### Directions
Extend the tutorial on question answering with BERT and XLNet, starting right after its last line of code.

These are the 3 important classes:

In [0]:
MODEL_CLASSES = {
    'bert': (BertConfig, BertForQuestionAnswering, BertTokenizer),
    'xlnet': (XLNetConfig, XLNetForQuestionAnswering, XLNetTokenizer)
}

I’ve made this special class to handles all the feature preparation and output formating for both BERT and XLNet, but this could be done in different ways:

In [0]:
class QuestionAnswering(object):
    def __init__(self, config_file, weight_file, tokenizer_file, model_type ):
        self.device = torch.device("cuda" if torch.cuda.is_available() else "cpu")
        self.config_class, self.model_class, self.tokenizer_class = MODEL_CLASSES[model_type]
        self.config = self.config_class.from_json_file(config_file)
        self.model = self.model_class(self.config)
        self.model.load_state_dict(torch.load(weight_file, map_location=self.device))
        self.tokenizer = self.tokenizer_class(tokenizer_file)

### Source material
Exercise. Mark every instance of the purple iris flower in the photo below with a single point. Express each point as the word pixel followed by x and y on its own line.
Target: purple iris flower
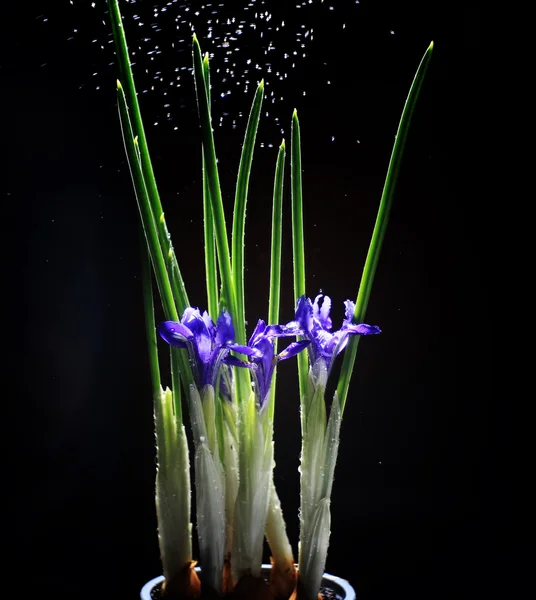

### Output of the exercise
        self.model_type = model_type
    
    def to_list(self, tensor):
        return tensor.detach().cpu().tolist()

    def get_reply(self, question, passage):
        self.model.eval()
        with torch.no_grad():
            input_ids, _ , tokens = self.prepare_features(question, passage)
            if self.model_type == 'bert':
                span_start,span_end= self.model(input_ids)
                answer = tokens[torch.argmax(span_start):torch.argmax(span_end)+1]
                answer = self.bert_convert_tokens_to_string(answer)
            elif self.model_type == 'xlnet':
                input_vector = {'input_ids': input_ids,
                                'start_positions': None,
                                'end_positions': None }
                outputs = self.model(**input_vector)
                answer = tokens[self.to_list(outputs[1])[0][torch.argmax(outputs[0])]:self.to_list(outputs[3])[0][torch.argmax(outputs[2])]+1]
                answer = self.xlnet_convert_tokens_to_string(answer)
        return answer
    
    def bert_convert_tokens_to_string(self, tokens):
        out_string = ' '.join(tokens).replace(' ##', '').strip()
        if '@' in tokens:
            out_string = out_string.replace(' ', '')
        return out_string

    def xlnet_convert_tokens_to_string(self, tokens):
        out_string = ''.join(tokens).replace('▁', ' ').strip()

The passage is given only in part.